* Document section:
........

A Time Series Analysis of Lake Erie From 1921 to 1970 Using A SARIMA Model

Unlike other types of statistical models, Time Series models assume dependent observations and argue yesterday's influences today in a meaningful way. In this post, I train a SARIMA model to predict the monthly water levels in Lake Erie. I’ll walk through the pipeline, explaining what to do and why we do it.

  1. Load, Clean, and Transform The Dataset
#load the raw dataset
mydata_new<-mydata[-601,]#remove the last blank row
Lake_Erie_Levels_ts<-ts(mydata_new$Monthly.Lake.Erie.Levels.1921…1970,frequency = 12,start=c(1921,1))#turn into a TS model
# Plot the Dependent Variable
 main=”Figure 1: Monthly Lake Erie Levels from 1921 to 1970")

As a rule of thumb, we should eyeball the raw data for outliers, trend, seasonality, and sharp discontinuity.

From Figure 1 , data points move up and down within a certain range, suggesting constant variance.

The mean moves along with the horizontal line (time) regularly every 12 lags, indicating a cyclical pattern. We will do a spectral analysis to determine the exact seasonality.

No sharp discontinuity.

2. Preliminary Preparations: Data Split and Check For Seasonality and Stationarity

Let’s split the data into two sets: training and test.

........

* Source material:
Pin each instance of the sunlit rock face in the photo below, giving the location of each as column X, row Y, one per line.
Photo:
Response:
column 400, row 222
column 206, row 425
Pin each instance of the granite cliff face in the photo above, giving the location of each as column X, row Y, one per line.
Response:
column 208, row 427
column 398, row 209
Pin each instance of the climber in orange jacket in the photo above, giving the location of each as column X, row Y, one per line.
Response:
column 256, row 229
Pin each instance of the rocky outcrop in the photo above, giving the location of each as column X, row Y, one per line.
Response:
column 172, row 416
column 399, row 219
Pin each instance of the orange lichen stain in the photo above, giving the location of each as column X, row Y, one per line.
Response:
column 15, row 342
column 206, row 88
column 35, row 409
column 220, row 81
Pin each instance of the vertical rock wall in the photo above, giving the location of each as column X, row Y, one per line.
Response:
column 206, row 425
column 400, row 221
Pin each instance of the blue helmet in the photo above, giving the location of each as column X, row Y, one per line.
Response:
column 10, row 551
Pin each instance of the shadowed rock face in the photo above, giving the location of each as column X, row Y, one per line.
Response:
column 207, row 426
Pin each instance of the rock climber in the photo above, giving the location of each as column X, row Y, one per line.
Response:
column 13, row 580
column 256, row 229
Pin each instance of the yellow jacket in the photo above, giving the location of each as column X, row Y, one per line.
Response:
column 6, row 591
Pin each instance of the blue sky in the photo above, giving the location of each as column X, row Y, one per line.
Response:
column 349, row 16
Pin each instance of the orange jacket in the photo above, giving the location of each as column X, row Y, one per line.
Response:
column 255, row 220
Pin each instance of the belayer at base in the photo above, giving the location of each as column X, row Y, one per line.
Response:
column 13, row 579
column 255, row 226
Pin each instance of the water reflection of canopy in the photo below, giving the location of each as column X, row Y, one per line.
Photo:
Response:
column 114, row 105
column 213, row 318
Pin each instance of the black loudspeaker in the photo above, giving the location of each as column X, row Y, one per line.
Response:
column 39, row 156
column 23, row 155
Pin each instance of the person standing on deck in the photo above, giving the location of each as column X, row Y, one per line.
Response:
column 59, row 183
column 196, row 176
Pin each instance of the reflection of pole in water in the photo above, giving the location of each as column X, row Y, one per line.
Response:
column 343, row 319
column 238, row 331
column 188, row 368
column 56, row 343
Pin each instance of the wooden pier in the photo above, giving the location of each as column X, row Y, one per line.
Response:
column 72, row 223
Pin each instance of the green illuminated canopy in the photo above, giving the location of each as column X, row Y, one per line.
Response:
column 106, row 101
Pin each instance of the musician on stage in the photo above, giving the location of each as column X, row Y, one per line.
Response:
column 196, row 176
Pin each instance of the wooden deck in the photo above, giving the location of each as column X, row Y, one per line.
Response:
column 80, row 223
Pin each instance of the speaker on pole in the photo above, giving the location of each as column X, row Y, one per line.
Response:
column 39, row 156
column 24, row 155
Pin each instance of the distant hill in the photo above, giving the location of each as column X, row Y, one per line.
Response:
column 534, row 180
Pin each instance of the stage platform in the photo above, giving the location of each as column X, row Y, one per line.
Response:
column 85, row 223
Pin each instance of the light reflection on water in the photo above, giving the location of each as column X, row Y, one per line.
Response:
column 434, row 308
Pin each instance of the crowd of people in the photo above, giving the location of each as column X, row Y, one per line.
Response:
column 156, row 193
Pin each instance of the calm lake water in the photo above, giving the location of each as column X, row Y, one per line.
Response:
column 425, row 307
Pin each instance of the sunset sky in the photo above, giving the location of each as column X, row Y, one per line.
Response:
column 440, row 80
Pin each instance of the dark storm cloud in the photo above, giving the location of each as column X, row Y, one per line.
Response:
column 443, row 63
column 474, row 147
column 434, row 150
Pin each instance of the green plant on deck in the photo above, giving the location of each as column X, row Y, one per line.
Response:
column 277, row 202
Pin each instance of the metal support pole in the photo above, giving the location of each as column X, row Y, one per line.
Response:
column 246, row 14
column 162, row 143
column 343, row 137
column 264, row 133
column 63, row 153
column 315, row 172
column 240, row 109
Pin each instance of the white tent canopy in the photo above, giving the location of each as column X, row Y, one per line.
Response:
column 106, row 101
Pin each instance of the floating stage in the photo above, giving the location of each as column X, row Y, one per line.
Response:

........

* Task 1:
In the Lake Erie time series post, what does the movement of data points up and down within a certain range suggest?
* Task 2:
Reproduce the Lake Erie time series post from "No sharp discontinuity." to "training and test.".
The data above is not needed for this work.

* Result 1:
It suggests constant variance.

* Result 2:
No sharp discontinuity.

2. Preliminary Preparations: Data Split and Check For Seasonality and Stationarity

Let’s split the data into two sets: training and test.